▶ Set task: Collect each line of the records below that contains the string "bird", copying those lines in full. Matches are case-sensitive.
*** Material for this exercise
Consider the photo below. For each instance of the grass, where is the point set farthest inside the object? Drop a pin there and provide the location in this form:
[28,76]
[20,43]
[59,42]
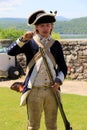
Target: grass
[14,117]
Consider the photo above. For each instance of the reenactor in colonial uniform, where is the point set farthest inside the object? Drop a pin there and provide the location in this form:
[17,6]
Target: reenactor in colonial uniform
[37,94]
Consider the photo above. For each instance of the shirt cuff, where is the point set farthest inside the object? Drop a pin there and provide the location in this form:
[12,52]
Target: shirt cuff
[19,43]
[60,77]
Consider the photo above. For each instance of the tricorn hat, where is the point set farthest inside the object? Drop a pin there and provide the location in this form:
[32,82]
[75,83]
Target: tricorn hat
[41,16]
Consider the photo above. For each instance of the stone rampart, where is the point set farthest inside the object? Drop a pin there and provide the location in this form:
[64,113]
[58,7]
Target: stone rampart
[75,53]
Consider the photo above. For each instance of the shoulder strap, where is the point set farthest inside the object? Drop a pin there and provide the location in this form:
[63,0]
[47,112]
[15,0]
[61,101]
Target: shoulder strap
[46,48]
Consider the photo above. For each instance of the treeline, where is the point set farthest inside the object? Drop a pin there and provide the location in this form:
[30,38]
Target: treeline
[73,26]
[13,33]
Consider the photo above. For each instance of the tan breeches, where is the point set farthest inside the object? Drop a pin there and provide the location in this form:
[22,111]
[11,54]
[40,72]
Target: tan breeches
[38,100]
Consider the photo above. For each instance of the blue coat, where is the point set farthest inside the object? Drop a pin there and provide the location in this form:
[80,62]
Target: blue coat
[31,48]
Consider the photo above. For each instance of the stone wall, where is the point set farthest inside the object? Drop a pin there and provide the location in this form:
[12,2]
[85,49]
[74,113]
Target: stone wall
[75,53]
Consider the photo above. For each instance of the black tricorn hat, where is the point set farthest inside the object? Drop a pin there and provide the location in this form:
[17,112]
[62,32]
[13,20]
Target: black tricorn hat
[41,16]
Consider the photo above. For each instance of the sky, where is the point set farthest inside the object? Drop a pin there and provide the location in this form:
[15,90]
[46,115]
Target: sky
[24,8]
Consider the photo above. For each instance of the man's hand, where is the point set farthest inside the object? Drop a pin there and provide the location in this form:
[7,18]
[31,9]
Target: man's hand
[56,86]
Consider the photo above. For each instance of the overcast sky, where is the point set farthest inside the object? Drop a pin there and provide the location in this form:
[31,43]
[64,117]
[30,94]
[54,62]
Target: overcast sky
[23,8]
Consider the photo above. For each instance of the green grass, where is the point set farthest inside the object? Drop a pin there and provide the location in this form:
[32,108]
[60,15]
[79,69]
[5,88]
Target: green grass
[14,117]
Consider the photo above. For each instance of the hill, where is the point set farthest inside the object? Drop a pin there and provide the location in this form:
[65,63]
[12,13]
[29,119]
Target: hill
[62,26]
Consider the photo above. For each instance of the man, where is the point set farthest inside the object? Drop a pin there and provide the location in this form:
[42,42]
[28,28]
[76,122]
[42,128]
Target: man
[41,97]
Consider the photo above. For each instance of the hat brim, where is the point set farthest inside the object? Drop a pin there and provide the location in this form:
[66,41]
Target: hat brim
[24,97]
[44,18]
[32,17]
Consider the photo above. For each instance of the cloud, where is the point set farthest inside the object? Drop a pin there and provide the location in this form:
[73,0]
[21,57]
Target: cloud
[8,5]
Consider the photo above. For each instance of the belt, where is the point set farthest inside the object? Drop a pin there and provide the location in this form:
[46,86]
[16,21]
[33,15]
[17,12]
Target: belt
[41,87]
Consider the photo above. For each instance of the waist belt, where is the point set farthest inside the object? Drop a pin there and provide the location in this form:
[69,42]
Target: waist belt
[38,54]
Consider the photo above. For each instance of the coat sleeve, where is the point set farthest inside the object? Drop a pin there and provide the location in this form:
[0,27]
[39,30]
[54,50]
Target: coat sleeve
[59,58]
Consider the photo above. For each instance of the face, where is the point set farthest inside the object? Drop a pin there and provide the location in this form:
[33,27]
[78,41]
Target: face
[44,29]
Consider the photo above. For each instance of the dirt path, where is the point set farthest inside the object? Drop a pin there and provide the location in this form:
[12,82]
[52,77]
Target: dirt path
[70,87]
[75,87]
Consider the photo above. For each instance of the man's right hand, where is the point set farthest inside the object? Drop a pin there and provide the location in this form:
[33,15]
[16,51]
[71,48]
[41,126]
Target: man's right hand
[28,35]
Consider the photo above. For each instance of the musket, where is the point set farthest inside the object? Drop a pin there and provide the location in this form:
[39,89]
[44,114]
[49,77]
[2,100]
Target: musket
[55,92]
******
*** Material for this exercise
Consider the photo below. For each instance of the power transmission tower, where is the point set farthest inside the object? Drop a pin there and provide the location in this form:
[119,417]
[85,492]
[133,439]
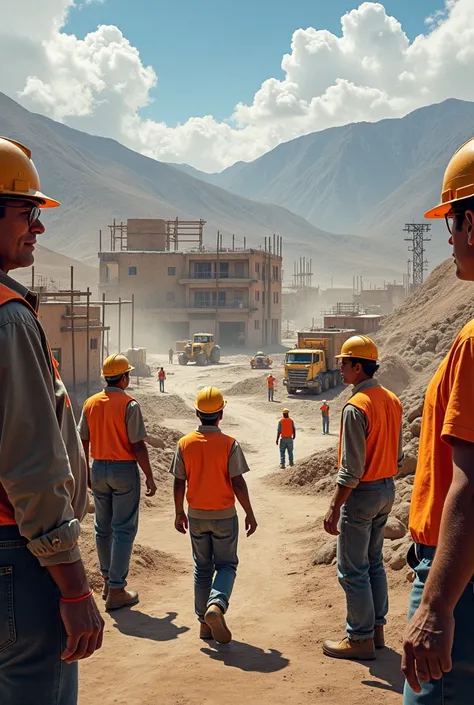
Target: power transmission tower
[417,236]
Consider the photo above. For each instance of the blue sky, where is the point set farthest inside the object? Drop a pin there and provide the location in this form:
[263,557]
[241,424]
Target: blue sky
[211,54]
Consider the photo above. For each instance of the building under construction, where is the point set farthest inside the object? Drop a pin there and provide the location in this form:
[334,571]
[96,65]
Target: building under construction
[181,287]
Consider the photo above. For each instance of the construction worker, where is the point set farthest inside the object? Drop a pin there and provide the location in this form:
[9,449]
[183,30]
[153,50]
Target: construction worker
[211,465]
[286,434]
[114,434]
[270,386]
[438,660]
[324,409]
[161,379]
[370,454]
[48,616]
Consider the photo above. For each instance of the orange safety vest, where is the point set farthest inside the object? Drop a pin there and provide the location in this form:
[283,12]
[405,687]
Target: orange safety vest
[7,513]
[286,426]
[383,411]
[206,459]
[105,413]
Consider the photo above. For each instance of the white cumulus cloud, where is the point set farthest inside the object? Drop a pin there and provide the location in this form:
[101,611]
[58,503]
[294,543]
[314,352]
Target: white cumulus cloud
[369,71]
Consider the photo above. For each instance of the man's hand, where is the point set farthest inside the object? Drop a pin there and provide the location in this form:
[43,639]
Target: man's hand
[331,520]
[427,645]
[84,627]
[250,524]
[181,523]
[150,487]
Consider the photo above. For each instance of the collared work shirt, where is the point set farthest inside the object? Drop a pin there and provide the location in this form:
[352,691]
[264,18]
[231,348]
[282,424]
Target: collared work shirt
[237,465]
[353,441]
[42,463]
******
*** Material for this exercise
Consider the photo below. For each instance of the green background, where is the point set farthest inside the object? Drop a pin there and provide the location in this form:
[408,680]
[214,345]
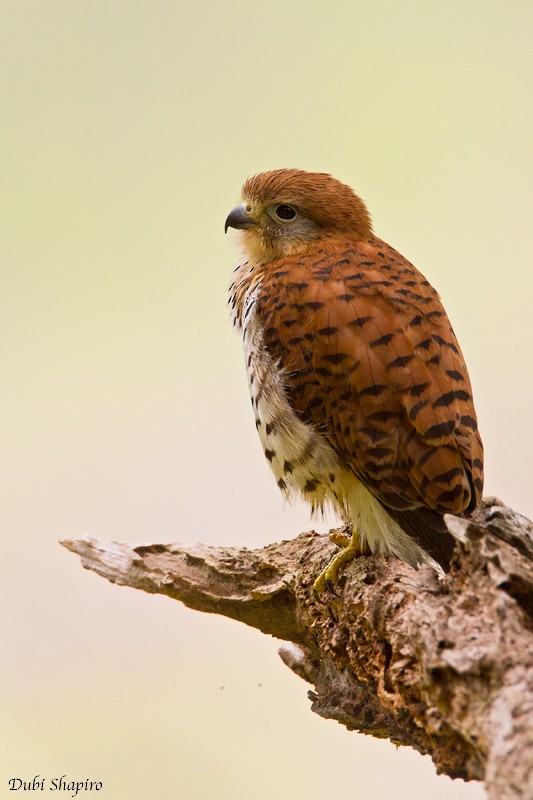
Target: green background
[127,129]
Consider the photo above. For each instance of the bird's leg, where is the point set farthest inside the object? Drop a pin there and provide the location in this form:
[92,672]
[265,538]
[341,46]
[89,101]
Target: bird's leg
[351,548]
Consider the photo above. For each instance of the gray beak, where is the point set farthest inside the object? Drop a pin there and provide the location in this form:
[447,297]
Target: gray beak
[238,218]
******
▶ Finished task:
Consider the photo above. For each instance of the bird's leg, where is the point set farthest inside the object? Drop a pin there and provide the location in this form:
Target: bird's leg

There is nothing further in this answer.